• EXERCISE BRIEF
Count how many of the rows below contain the string "floor", and reply with only that number.
• • • • •
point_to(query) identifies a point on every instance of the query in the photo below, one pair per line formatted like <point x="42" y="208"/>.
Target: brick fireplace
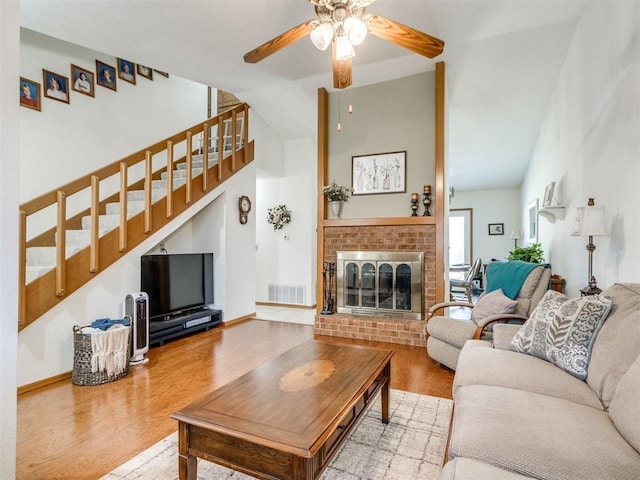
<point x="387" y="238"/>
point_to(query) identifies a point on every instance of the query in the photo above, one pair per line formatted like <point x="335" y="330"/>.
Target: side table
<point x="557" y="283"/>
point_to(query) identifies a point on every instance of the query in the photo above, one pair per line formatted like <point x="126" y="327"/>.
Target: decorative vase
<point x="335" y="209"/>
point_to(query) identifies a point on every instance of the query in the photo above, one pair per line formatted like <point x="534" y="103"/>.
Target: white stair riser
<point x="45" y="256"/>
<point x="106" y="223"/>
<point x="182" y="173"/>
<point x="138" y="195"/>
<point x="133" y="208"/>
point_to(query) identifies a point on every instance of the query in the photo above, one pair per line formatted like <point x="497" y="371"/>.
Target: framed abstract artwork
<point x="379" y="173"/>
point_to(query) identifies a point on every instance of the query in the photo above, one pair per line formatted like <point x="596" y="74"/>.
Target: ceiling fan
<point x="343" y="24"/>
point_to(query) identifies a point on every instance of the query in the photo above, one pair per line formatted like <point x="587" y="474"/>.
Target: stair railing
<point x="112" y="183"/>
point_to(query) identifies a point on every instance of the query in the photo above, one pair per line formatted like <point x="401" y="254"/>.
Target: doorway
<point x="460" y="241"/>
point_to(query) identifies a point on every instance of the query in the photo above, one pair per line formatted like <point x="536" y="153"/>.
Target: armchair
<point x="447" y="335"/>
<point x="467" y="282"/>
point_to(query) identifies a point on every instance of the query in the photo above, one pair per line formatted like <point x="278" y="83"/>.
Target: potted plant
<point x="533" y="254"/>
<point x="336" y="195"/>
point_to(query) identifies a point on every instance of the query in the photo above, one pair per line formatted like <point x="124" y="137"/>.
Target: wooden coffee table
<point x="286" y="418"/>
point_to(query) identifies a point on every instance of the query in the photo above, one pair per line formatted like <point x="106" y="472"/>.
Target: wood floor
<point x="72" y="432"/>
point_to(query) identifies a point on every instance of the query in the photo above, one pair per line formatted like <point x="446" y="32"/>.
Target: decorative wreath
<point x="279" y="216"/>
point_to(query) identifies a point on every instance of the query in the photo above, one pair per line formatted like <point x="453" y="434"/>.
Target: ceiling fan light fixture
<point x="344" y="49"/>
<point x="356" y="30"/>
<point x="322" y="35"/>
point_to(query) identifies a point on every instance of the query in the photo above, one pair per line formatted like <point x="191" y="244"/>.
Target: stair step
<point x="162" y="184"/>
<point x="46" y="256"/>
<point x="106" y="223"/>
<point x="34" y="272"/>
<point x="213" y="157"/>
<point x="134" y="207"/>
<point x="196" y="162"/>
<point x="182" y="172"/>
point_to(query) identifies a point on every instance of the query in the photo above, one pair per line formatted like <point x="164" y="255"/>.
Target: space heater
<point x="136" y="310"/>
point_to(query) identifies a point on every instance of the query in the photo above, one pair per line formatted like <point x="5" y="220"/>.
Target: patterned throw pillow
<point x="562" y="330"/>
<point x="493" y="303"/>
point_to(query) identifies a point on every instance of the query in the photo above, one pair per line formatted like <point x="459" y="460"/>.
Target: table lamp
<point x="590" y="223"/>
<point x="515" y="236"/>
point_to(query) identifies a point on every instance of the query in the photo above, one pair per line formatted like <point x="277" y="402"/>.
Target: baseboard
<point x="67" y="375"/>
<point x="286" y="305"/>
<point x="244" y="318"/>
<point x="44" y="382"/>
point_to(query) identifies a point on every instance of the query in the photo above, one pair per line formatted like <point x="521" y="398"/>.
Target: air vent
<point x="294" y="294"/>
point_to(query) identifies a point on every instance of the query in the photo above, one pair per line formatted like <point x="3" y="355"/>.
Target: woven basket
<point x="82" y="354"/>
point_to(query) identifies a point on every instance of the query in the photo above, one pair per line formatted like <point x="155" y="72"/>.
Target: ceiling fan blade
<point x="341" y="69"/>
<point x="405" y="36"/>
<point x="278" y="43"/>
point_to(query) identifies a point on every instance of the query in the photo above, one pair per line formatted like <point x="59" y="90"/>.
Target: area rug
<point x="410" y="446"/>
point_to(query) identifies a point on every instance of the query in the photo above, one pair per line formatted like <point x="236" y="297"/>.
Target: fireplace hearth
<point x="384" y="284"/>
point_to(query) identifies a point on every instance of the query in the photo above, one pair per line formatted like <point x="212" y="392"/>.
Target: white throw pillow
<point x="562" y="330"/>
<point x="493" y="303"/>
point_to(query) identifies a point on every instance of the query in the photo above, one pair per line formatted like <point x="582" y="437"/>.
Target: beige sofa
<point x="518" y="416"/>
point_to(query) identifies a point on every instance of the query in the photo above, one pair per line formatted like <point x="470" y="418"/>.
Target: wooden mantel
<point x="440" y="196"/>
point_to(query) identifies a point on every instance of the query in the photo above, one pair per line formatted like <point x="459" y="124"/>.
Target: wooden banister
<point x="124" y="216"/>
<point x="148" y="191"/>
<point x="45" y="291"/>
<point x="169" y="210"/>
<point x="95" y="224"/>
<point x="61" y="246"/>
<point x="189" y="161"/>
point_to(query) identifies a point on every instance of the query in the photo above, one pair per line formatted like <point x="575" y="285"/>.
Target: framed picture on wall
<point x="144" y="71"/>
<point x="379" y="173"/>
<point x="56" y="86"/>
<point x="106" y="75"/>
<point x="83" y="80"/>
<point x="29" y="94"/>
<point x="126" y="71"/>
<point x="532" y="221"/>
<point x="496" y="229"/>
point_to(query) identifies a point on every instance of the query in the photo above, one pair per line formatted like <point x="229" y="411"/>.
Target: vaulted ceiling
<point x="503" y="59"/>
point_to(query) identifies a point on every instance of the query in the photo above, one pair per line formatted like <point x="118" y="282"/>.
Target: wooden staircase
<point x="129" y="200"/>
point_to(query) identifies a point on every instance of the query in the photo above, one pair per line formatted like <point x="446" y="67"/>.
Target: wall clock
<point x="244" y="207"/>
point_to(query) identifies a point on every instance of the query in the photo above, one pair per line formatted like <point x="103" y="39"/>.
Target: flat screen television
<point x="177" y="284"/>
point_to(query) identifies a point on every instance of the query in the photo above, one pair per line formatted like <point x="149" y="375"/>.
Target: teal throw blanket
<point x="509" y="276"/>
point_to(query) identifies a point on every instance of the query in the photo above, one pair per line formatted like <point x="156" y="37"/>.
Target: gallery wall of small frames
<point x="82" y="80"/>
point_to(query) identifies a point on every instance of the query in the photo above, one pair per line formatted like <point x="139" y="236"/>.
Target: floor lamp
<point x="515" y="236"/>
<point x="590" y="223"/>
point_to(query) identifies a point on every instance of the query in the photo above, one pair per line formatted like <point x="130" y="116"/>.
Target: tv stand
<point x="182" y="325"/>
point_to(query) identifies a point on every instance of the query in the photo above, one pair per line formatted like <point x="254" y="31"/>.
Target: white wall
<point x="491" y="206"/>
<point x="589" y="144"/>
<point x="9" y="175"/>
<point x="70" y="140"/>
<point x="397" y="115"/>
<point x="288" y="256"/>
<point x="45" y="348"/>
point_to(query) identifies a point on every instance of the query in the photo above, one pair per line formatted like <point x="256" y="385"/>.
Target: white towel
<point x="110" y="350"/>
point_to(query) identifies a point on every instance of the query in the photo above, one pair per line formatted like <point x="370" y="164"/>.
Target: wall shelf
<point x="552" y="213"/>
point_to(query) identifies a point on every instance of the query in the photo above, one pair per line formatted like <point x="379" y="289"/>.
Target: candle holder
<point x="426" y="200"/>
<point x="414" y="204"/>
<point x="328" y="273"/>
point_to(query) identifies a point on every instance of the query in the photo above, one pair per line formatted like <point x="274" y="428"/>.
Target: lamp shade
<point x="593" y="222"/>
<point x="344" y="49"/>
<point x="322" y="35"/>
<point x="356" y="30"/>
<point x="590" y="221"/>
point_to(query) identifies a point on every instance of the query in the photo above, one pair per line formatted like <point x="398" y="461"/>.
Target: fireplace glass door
• • • • •
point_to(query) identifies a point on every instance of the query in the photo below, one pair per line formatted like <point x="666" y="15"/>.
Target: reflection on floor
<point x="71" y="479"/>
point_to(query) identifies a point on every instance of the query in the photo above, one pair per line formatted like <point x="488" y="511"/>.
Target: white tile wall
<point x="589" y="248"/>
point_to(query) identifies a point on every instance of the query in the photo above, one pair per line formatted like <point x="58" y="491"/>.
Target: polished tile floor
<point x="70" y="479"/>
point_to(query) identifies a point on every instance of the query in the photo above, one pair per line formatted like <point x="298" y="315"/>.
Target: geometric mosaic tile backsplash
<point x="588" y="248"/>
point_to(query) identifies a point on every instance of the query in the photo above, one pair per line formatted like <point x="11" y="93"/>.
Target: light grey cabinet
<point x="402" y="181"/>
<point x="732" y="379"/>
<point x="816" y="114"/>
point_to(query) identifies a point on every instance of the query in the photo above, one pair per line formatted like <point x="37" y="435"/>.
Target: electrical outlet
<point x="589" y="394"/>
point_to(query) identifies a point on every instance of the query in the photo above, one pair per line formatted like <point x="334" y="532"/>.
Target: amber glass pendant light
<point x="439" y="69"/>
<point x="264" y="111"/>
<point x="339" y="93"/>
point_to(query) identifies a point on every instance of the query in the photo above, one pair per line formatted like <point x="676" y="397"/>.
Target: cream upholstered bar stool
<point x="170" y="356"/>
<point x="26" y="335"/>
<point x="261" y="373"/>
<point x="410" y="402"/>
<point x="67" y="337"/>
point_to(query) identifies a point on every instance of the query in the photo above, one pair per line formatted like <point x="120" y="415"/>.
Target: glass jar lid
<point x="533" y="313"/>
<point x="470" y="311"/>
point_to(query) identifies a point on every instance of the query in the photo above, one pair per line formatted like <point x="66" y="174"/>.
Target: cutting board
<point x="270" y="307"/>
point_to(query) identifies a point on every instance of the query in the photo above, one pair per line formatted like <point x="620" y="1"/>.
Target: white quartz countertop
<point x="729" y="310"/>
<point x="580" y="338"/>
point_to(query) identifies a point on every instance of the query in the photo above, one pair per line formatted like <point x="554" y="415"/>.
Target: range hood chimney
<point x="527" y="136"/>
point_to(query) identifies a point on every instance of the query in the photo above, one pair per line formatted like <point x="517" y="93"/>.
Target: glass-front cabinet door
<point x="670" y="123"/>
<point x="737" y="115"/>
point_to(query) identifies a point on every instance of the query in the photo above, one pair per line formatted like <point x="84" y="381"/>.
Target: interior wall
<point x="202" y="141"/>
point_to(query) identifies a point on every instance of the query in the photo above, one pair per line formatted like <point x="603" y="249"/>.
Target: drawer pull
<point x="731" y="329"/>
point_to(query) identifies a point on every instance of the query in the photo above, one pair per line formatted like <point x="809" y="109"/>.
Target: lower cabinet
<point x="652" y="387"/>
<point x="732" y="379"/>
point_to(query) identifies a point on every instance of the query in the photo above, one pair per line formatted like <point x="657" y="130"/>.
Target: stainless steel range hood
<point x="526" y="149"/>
• • • • •
• REPLY TO THE TASK
4